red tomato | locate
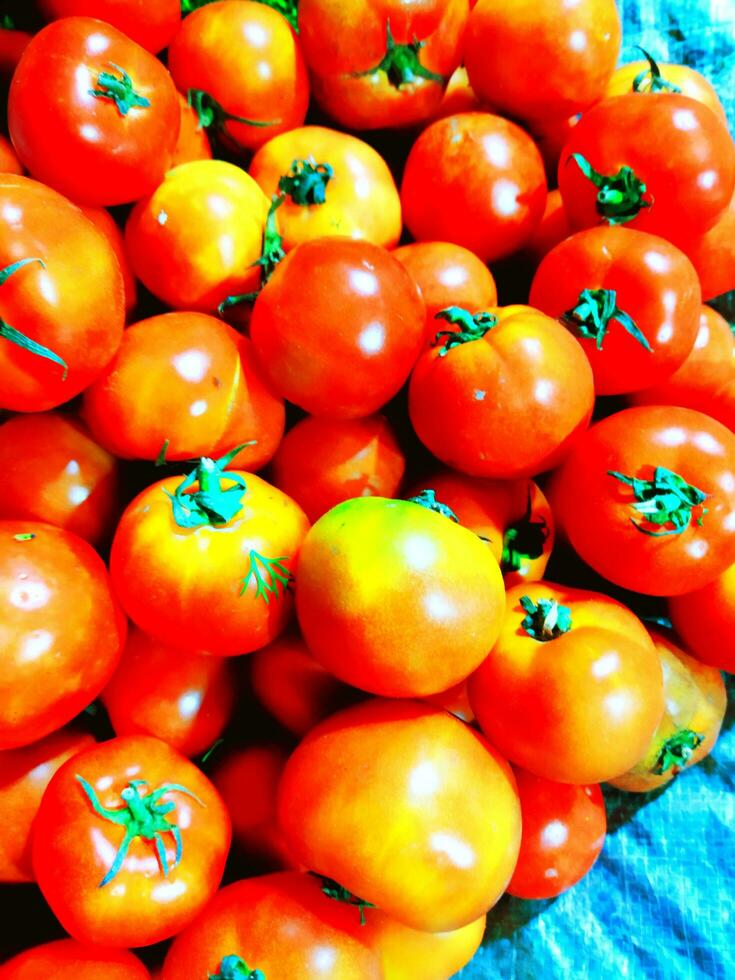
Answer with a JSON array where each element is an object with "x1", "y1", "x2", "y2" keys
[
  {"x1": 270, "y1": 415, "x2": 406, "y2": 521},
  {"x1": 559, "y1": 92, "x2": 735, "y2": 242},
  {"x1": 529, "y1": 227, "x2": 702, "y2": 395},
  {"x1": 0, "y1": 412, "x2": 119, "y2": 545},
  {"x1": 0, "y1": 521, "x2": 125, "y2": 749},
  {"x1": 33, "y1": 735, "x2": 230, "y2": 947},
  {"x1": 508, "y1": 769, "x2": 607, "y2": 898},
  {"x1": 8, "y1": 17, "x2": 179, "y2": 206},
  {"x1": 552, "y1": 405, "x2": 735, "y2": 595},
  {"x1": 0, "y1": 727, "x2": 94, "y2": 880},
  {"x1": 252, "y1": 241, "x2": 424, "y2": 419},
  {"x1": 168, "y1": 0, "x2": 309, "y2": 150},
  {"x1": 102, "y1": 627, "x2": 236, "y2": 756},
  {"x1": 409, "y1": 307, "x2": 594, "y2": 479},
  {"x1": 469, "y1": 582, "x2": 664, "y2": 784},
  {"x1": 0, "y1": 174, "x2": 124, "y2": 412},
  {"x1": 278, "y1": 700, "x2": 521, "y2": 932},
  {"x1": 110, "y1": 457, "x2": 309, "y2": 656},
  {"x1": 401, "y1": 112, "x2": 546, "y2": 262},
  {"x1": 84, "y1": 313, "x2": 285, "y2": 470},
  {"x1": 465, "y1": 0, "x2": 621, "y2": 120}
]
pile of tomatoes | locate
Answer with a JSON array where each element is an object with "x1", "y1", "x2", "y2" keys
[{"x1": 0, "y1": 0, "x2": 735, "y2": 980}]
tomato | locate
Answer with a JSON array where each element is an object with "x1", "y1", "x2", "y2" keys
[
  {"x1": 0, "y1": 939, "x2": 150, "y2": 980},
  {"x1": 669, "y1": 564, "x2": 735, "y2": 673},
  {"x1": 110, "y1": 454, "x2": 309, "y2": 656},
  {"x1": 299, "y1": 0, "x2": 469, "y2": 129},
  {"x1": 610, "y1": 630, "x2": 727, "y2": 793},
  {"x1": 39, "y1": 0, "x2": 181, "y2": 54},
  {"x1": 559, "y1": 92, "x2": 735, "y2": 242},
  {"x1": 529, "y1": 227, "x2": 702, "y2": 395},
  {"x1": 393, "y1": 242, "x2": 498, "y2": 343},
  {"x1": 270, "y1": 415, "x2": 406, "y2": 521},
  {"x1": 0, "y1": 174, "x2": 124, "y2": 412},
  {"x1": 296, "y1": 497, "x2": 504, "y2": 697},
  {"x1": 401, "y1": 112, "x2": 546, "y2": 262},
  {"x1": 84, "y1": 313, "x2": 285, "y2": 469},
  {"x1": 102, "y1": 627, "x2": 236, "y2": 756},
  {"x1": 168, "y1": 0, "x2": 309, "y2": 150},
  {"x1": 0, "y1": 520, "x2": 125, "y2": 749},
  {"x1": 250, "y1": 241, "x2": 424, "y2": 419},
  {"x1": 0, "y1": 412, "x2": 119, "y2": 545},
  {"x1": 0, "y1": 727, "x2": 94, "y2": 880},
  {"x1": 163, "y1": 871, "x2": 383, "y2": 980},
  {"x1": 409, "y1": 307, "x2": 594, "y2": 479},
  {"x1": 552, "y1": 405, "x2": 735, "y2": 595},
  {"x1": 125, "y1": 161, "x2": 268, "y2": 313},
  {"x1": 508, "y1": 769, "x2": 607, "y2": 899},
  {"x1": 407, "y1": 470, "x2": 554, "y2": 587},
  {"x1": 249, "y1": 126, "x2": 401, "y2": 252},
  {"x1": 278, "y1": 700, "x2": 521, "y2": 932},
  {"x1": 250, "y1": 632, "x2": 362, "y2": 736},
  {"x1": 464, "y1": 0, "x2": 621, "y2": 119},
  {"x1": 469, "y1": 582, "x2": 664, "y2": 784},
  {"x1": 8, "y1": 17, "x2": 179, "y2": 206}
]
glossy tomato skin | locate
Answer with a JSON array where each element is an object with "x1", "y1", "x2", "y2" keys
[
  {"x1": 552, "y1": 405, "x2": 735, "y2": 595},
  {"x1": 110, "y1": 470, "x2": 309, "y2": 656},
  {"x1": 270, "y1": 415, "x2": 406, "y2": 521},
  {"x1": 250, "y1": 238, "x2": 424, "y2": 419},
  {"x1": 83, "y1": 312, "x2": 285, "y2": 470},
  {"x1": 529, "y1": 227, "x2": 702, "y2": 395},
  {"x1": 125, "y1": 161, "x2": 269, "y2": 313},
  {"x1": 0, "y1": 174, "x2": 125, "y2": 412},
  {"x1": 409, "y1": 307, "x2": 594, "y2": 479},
○ ○ ○
# [Problem requirements]
Copy each line of the material that contains the string "locate". Uppercase and lowercase must match.

# [Final result]
red tomato | locate
pile of tomatoes | locate
tomato | locate
glossy tomato skin | locate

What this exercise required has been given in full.